§ Stated exercise:
Copy the material below word for word, leaving out the pictures.

━━ Given records ━━

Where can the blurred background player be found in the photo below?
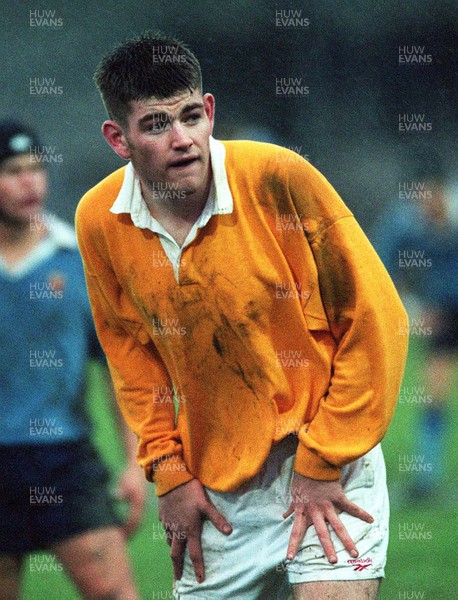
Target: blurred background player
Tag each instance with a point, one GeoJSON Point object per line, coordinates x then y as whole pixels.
{"type": "Point", "coordinates": [418, 242]}
{"type": "Point", "coordinates": [54, 489]}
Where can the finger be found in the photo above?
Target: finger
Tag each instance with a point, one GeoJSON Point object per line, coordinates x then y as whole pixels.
{"type": "Point", "coordinates": [322, 532]}
{"type": "Point", "coordinates": [195, 554]}
{"type": "Point", "coordinates": [177, 555]}
{"type": "Point", "coordinates": [218, 520]}
{"type": "Point", "coordinates": [355, 510]}
{"type": "Point", "coordinates": [289, 511]}
{"type": "Point", "coordinates": [300, 526]}
{"type": "Point", "coordinates": [342, 534]}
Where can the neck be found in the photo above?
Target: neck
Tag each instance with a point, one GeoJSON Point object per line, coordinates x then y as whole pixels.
{"type": "Point", "coordinates": [181, 210]}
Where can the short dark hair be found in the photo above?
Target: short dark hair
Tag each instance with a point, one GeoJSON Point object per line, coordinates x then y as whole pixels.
{"type": "Point", "coordinates": [151, 64]}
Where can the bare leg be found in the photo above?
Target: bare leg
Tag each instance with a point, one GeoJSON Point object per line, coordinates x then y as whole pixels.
{"type": "Point", "coordinates": [98, 564]}
{"type": "Point", "coordinates": [366, 589]}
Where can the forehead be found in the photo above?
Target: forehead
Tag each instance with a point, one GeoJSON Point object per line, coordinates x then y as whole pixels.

━━━

§ Solved exercise:
Where can the blurred background player be found in the photo below?
Target: blurred background player
Tag each instance with a point, one GeoJSON Point object per line, coordinates x then y as whole pixels.
{"type": "Point", "coordinates": [418, 242]}
{"type": "Point", "coordinates": [54, 489]}
Where can the finger be found in the photo above?
Target: finger
Tag each instance with a point, one GeoJSON Point object per line, coordinates x then y as whole pixels.
{"type": "Point", "coordinates": [322, 532]}
{"type": "Point", "coordinates": [195, 554]}
{"type": "Point", "coordinates": [177, 555]}
{"type": "Point", "coordinates": [218, 520]}
{"type": "Point", "coordinates": [355, 510]}
{"type": "Point", "coordinates": [289, 511]}
{"type": "Point", "coordinates": [300, 526]}
{"type": "Point", "coordinates": [342, 534]}
Where can the neck be found in the photo above?
Target: neck
Tag each instance with a point, one GeoJSON Point object per line, coordinates x then y as whole pixels.
{"type": "Point", "coordinates": [181, 210]}
Where can the short dark hair be found in the photo above?
Target: short dark hair
Tag each instance with a point, one GeoJSON Point object per line, coordinates x then y as whole pixels.
{"type": "Point", "coordinates": [151, 64]}
Where can the bare leg be found in the photo above?
Target: bare leg
Tag each instance with a point, one GeoJSON Point object per line, coordinates x then y as whole pixels.
{"type": "Point", "coordinates": [98, 564]}
{"type": "Point", "coordinates": [366, 589]}
Where can the forehead be found in the photo above?
Target: forehead
Tag each instance with a point, one GeoJSON Point object per line, coordinates x then y as whole pixels.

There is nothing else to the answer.